___ Extract to read

Cell-cell fusion is critical for the conception, development, and physiology of multicellular organisms. Although cellular fusogenic proteins and the actin cytoskeleton are implicated in cell-cell fusion, it remains unclear whether and how they coordinate to promote plasma membrane fusion. We reconstituted a high-efficiency, inducible cell fusion culture system in the normally nonfusing Drosophila S2R+ cells. Both fusogenic proteins and actin cytoskeletal rearrangements were necessary for cell fusion, and in combination they were sufficient to impart fusion competence.

______
___ Record excerpts

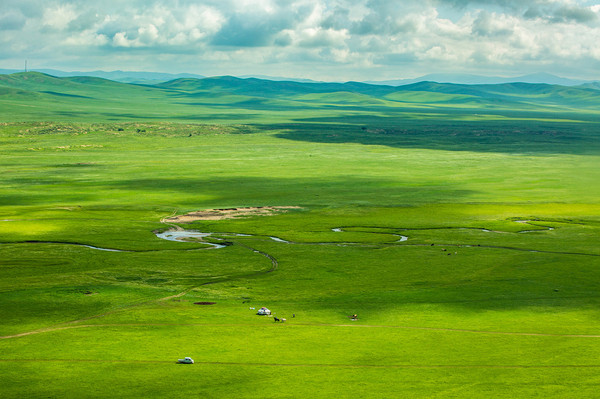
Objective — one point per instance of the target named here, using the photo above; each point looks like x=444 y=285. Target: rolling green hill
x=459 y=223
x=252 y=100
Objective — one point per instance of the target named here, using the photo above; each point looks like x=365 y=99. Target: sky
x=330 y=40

______
___ Record excerpts

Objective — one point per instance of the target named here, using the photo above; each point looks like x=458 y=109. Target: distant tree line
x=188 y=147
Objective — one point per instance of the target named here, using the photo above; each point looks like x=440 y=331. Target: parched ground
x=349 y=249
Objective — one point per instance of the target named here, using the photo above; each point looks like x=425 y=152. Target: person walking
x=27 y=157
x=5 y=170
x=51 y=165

______

_Instructions:_
1. Rewrite the stretch of the cell-cell fusion text from "Cell-cell fusion is" through "impart fusion competence.", replacing "fusogenic proteins" with "fusion proteins".
2. In the cell-cell fusion text, which cells were used to reconstitute the inducible cell fusion culture system?
Use only the text on cell-cell fusion.

_Expected results:_
1.
Cell-cell fusion is critical for the conception, development, and physiology of multicellular organisms. Although cellular fusion proteins and the actin cytoskeleton are implicated in cell-cell fusion, it remains unclear whether and how they coordinate to promote plasma membrane fusion. We reconstituted a high-efficiency, inducible cell fusion culture system in the normally nonfusing Drosophila S2R+ cells. Both fusion proteins and actin cytoskeletal rearrangements were necessary for cell fusion, and in combination they were sufficient to impart fusion competence.

2. The normally nonfusing Drosophila S2R+ cells.